(Point annotations for photos)
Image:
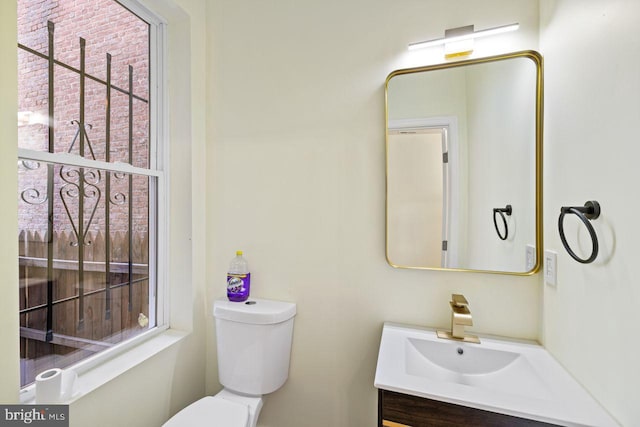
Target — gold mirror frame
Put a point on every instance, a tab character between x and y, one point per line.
538	62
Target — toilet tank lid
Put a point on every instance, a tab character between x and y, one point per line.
254	311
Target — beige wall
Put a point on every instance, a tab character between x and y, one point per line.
157	388
295	176
296	180
592	123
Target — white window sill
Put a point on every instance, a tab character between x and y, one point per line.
95	377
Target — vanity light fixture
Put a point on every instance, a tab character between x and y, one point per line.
459	41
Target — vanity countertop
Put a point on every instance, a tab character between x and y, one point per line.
512	377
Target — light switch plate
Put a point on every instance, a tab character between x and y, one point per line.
550	268
530	257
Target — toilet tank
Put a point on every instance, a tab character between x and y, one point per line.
254	344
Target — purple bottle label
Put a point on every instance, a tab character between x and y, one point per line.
238	286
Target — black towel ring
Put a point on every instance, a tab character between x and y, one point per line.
501	211
590	210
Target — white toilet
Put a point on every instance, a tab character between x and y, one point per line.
254	349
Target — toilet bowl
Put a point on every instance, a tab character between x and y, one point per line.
254	348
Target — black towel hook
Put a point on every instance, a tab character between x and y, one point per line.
501	211
590	210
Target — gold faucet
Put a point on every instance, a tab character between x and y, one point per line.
460	317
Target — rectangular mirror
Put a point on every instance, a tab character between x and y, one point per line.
464	165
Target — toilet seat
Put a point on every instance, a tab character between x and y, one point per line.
211	411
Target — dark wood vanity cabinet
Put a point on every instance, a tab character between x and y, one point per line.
402	410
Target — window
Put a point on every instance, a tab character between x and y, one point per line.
90	186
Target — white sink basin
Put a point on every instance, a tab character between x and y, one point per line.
506	376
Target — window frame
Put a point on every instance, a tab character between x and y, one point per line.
159	195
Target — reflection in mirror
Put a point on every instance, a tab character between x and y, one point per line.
463	144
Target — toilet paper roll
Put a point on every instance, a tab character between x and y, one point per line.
49	386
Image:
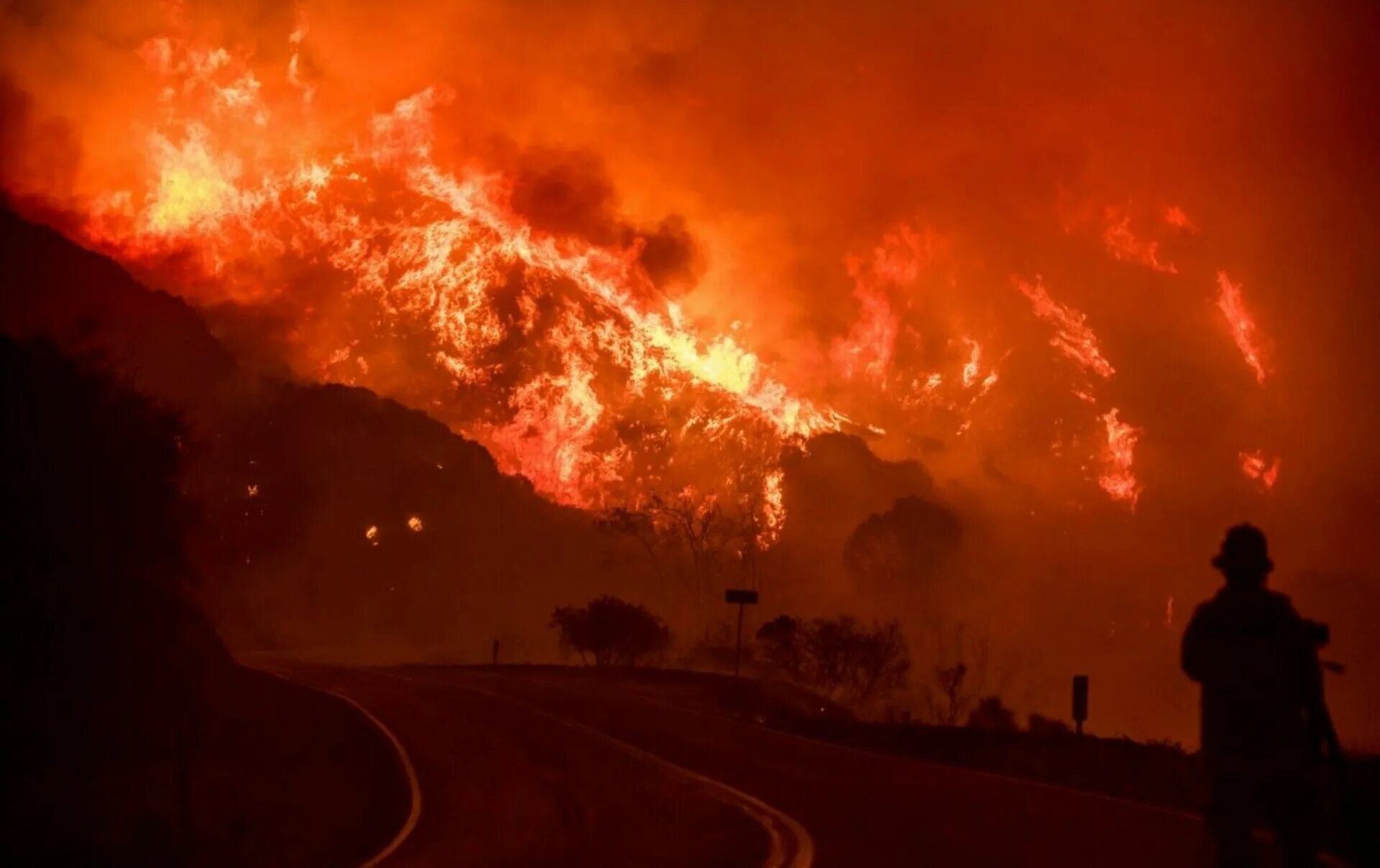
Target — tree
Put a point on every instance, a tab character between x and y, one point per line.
957	683
882	661
901	548
949	707
615	632
838	656
781	641
991	714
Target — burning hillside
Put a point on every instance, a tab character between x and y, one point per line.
417	272
1104	275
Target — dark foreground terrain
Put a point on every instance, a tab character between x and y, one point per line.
259	772
551	767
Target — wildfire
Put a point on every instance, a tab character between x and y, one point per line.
1072	337
1174	217
1118	479
435	251
1256	467
410	271
1123	244
1242	325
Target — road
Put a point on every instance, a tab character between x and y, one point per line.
520	769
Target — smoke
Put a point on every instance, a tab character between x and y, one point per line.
871	185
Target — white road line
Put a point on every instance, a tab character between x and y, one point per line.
413	784
791	845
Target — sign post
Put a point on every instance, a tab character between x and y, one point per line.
742	598
1080	703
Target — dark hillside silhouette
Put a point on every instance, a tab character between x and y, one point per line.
133	737
289	479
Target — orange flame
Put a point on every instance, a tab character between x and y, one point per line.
1123	244
1072	337
1118	479
1256	467
1242	325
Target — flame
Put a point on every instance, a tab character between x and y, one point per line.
1242	325
1072	337
1118	479
1256	467
435	250
1174	217
1123	244
413	272
870	346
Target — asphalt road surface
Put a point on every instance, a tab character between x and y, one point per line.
540	769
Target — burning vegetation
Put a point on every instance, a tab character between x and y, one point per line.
650	261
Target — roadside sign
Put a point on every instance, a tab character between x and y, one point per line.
1080	701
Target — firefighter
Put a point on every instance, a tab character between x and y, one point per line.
1261	698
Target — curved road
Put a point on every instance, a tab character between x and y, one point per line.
520	769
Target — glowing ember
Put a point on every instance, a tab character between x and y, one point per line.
1242	325
1118	479
1256	467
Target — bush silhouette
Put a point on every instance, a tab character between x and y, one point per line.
840	656
612	631
991	714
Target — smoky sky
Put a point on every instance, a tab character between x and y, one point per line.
754	147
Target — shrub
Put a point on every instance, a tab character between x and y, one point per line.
612	631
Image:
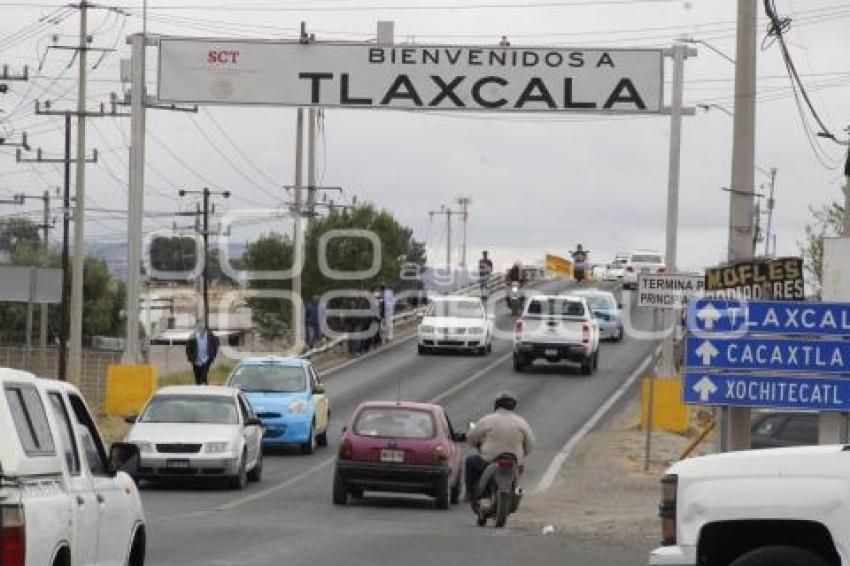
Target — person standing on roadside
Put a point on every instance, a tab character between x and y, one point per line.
201	350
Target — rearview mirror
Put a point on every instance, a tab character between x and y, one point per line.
124	457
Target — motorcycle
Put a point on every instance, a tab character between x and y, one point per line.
498	493
514	299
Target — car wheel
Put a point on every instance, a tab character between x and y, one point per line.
256	474
442	492
340	493
310	446
241	478
784	555
456	490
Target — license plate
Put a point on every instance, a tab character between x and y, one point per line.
392	456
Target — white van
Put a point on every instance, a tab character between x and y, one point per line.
64	500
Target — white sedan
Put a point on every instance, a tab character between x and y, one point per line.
199	432
456	323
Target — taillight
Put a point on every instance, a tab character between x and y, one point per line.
441	455
667	509
13	540
346	449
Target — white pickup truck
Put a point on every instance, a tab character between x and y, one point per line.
778	507
64	501
555	328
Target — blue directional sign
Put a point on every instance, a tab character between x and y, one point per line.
819	356
791	392
770	317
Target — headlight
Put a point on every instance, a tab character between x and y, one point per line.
216	447
298	407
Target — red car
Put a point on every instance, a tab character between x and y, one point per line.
399	447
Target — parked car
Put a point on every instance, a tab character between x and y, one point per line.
606	311
63	498
400	447
781	507
288	396
642	262
780	429
556	328
455	323
617	268
198	431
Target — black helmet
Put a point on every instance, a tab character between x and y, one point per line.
505	400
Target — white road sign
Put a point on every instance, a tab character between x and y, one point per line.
668	290
411	77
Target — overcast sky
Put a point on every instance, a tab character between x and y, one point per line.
537	184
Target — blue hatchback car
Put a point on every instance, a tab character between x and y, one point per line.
289	398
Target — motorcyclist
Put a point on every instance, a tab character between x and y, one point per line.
579	262
502	431
485	268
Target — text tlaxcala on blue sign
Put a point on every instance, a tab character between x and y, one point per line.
770	317
767	354
791	392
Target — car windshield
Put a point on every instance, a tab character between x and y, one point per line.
207	409
600	302
269	378
646	258
555	307
456	309
391	422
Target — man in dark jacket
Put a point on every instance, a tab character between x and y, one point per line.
201	350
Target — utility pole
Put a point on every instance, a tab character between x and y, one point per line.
464	203
448	213
735	424
205	234
66	160
771	204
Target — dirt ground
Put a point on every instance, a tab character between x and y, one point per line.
602	490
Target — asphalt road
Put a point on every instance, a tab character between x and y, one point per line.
288	518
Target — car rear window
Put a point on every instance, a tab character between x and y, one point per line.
555	307
391	422
30	420
646	258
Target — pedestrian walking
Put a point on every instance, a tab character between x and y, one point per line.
201	350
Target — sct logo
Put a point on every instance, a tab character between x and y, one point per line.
219	56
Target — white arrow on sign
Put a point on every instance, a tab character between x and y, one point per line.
706	388
709	315
707	352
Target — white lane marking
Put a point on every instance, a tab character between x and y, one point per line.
561	457
327	462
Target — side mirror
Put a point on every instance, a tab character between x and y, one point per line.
124	457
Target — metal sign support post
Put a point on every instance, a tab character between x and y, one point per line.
135	196
678	53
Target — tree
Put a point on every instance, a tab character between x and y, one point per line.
271	252
827	221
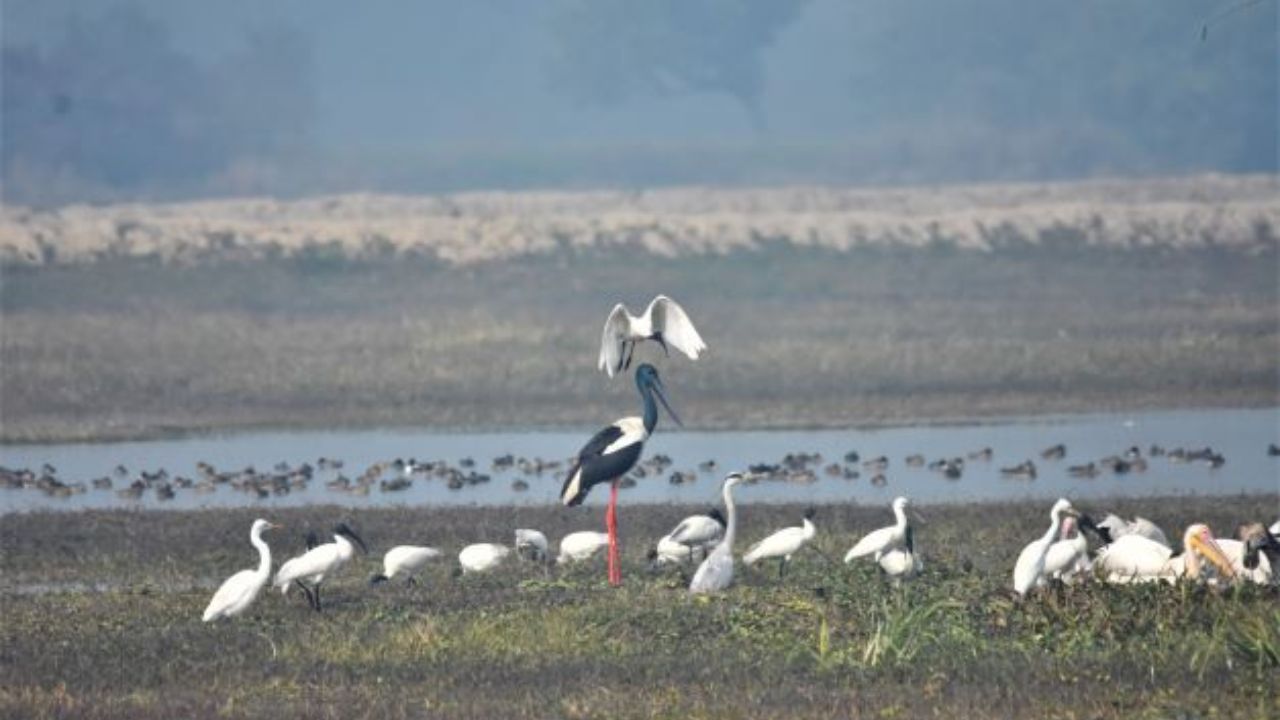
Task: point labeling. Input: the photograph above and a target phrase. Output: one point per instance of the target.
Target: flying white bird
(1138, 559)
(612, 452)
(241, 589)
(663, 320)
(716, 572)
(405, 560)
(782, 543)
(576, 547)
(885, 540)
(1029, 569)
(483, 556)
(318, 563)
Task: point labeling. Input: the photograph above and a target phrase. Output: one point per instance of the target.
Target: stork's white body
(662, 317)
(576, 547)
(241, 589)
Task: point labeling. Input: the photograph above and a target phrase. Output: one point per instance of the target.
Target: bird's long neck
(731, 522)
(264, 554)
(650, 409)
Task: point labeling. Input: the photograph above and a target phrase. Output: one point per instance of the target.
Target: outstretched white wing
(617, 329)
(670, 319)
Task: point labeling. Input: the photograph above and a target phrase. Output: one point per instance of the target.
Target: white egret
(782, 543)
(576, 547)
(1029, 569)
(612, 452)
(405, 560)
(318, 563)
(716, 572)
(663, 320)
(1136, 557)
(483, 556)
(885, 540)
(241, 589)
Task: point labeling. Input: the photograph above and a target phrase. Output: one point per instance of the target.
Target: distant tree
(611, 50)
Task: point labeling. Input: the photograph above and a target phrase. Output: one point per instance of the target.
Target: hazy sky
(1055, 87)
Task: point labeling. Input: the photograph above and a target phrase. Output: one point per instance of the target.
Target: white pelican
(782, 543)
(663, 320)
(1134, 557)
(878, 542)
(580, 546)
(1118, 528)
(318, 563)
(483, 556)
(698, 533)
(1029, 569)
(716, 572)
(1069, 556)
(241, 589)
(405, 560)
(612, 452)
(531, 545)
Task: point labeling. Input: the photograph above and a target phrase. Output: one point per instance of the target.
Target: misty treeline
(112, 106)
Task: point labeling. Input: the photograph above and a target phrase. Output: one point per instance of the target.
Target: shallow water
(1240, 436)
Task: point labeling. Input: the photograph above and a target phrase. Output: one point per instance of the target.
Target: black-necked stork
(612, 452)
(663, 320)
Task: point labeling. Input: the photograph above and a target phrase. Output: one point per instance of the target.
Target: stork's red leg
(611, 524)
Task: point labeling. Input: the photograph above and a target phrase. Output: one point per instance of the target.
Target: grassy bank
(799, 337)
(519, 643)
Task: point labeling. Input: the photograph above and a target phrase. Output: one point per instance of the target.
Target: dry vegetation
(803, 332)
(827, 642)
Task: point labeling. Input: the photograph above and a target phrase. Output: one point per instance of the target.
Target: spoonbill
(483, 556)
(405, 560)
(612, 452)
(1029, 569)
(663, 320)
(698, 532)
(885, 540)
(241, 589)
(318, 563)
(782, 543)
(1137, 559)
(716, 572)
(580, 546)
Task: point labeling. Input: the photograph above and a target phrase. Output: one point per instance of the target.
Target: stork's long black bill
(662, 397)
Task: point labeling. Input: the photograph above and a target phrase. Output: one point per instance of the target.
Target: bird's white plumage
(407, 559)
(663, 315)
(782, 543)
(483, 556)
(241, 589)
(315, 564)
(878, 542)
(716, 572)
(580, 546)
(1031, 561)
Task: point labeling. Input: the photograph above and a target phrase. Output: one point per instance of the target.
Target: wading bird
(612, 452)
(1029, 569)
(1137, 559)
(782, 543)
(241, 589)
(318, 563)
(698, 532)
(580, 546)
(885, 540)
(663, 320)
(716, 572)
(405, 560)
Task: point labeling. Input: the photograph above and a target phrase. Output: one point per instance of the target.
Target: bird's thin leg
(611, 524)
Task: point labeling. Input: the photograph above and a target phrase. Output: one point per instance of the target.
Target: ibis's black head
(344, 531)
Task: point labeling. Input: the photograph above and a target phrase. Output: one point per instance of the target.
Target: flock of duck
(1124, 551)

**What needs to be done**
Gather every line of the records that contains the string "blue". Case counts.

**Finished exercise**
Target — blue directional sign
Target — blue hatchback car
Target — text tlaxcala on blue sign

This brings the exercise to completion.